Rewrite the material below with each "Put a marker" swapped for "Place a point" and everything else kept the same. Leave the pictures out of your answer.

begin

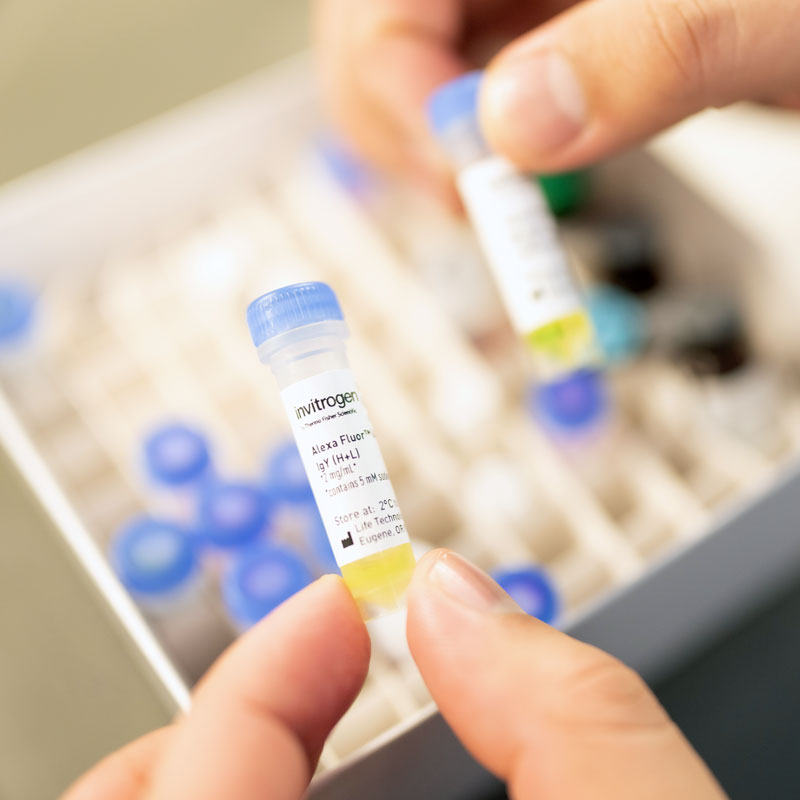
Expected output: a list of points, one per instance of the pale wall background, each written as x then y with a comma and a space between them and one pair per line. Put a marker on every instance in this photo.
75, 71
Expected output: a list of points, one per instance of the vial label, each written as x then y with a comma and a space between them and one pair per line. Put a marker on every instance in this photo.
344, 465
520, 240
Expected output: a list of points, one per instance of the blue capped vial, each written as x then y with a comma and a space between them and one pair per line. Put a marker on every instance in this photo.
299, 331
155, 559
286, 475
571, 406
232, 515
176, 455
532, 590
259, 580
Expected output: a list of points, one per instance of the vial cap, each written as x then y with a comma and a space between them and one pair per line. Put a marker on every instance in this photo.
16, 311
232, 515
291, 307
260, 579
175, 454
532, 590
153, 556
619, 321
454, 100
571, 405
286, 475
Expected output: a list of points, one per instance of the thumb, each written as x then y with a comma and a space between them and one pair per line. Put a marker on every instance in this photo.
605, 75
550, 715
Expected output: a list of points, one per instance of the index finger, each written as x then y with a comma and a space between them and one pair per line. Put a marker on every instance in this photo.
260, 717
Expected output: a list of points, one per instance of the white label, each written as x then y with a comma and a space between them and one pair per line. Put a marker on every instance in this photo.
519, 238
344, 465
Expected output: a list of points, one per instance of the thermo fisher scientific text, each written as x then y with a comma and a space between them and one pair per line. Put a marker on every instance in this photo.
300, 332
517, 234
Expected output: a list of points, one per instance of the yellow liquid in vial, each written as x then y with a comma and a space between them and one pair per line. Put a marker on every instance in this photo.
379, 582
565, 343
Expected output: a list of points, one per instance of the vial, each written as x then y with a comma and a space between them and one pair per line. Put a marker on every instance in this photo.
157, 563
177, 464
295, 516
300, 332
532, 590
518, 235
17, 315
258, 580
232, 516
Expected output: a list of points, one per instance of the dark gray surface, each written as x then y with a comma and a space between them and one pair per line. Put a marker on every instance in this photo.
656, 625
72, 688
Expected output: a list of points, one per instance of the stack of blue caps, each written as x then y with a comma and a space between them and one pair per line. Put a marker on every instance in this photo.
232, 515
531, 589
153, 557
16, 312
176, 455
260, 579
571, 406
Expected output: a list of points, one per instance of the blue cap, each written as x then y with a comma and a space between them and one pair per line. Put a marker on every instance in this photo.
286, 475
152, 556
16, 311
232, 515
531, 589
454, 100
260, 579
619, 322
353, 174
291, 307
175, 454
571, 405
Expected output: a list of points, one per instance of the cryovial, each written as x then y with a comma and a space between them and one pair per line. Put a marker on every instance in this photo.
178, 464
709, 338
300, 332
619, 320
518, 235
157, 563
532, 590
17, 310
295, 516
231, 517
259, 579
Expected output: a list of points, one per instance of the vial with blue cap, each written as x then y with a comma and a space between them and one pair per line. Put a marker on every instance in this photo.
531, 589
518, 235
295, 516
300, 332
177, 463
259, 579
17, 314
232, 516
157, 562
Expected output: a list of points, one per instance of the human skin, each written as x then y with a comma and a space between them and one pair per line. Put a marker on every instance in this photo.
574, 82
553, 717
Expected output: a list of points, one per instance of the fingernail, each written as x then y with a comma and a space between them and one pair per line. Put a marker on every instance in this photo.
535, 101
466, 584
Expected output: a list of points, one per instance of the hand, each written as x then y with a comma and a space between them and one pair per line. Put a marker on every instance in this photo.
259, 718
551, 716
580, 82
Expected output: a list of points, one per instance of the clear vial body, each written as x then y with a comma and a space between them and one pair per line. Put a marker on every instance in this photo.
378, 582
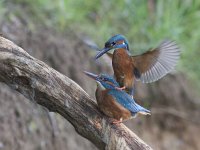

end

▶ **SOLUTION FOR THIS EXERCISE**
Expected output: a list of points, one per instance of the pale wall background, each written as x then y with a comma and a space between them and one pair per line. Place a point on every instance in this photo.
75, 71
Expected output: a list of points, one per instance of the vial label, each written as x then y with a comma and a space between them and one pair per line. Place a point on every instance in this photo.
344, 465
520, 240
Expected output: a list of points, one per instance of the blue capped vial, each written as x then y with a comma and a space between them and one pair per line. Place a point on every instance in this photo.
299, 331
155, 559
286, 475
571, 406
232, 515
176, 455
532, 590
259, 580
Expected output: a list of points, one per instance of the vial cap, each written as x then y with a comma and a space between them and one pair per line. Place a point on every instance in this photo.
16, 311
232, 515
291, 307
260, 579
175, 454
532, 590
153, 556
619, 321
454, 100
571, 405
286, 475
Expected output: a list of points, one per instance of the thumb, each written as x then y with a comma and a space between them and one pair per line. Place a point on every instance in this photo.
605, 75
550, 715
Expected output: a list of points, one per instance of the index finger, each written as x then y with a comma and a space between them and one pair per line. Place a point on every instance in this photo.
260, 717
Expected output: a list of points, one per instance of the white label, each written as x then y with a comma and a space between them and one pair per line. Place a point on every instance in this photo.
519, 238
344, 465
Expected output: a list of points, one per instance of the thermo fisher scientific text, each written as x then y with a comma and a space between them and one pair per line. Place a point on every instance in this photo.
300, 332
517, 234
Expected output: a list of points, one per instance of the yellow liquid in vial, each written as x then y with a comma and a space between them and one pair per line. Place a point on every instance in this photo.
379, 582
565, 343
Expected output: a list of points, one per instance of the vial, each written as x then y with a comma and a space between them and one pair per line. Place a point on every instance in this photo.
157, 563
177, 464
295, 516
300, 332
532, 590
518, 235
17, 315
258, 580
232, 516
Expected output: a list of points, one per instance of the dark gray surface, each written as x then y with a comma and a space between them and one pair per line. Place a point on every instance in this photo.
656, 625
72, 688
Expected output: a list of points, one per instance of the stack of blue caps, each written as x then y with a comma and a space between them and one pair per line. Place a point on every instance in this photo.
232, 515
531, 589
153, 557
16, 312
176, 455
260, 579
571, 406
Expected output: a list of points, one per instance of the blue cap, each written as x then y with a comma and a space between them and one pair per line. Place a point on every instance in this photo.
286, 475
152, 556
16, 311
232, 515
531, 589
454, 100
260, 579
619, 322
353, 174
291, 307
175, 454
571, 405
Expected output: a list of points, one per instance of the cryovial, each written as x then y with a comma and a space between them and one pair per line. Place a point on every instance in this photo.
178, 464
709, 338
300, 332
619, 320
518, 235
157, 563
532, 590
17, 310
295, 516
231, 517
259, 579
Expected output: a list of points, one per instance of the vial with blue cap, each written as x then y with a comma and a space between them and one pair per line. Place a point on every instance in this photo.
531, 589
518, 235
295, 516
300, 332
177, 463
259, 579
17, 314
232, 516
157, 562
Expected output: a list of points, one per instance of the human skin, each written as x then y with a comma and a space between them and one pair per line. Place a point on every instance in this photo.
574, 82
553, 717
Expected output: a list of points, one per instance of the fingernail, each written as x then y with a comma and a space between them and one pair per line. Place a point on every instance in this photo.
535, 101
466, 584
Expected output: a list of points, one per instance of the hand, each written as x then y with a comma and a space between them and one pair per line. Place a point on every instance in this photo.
259, 718
551, 716
580, 82
Expected output: a list of points, one per instance of the clear vial body, each written as x then y with a comma and a space between them and one pair per line. Place a point on every instance in this photo.
378, 582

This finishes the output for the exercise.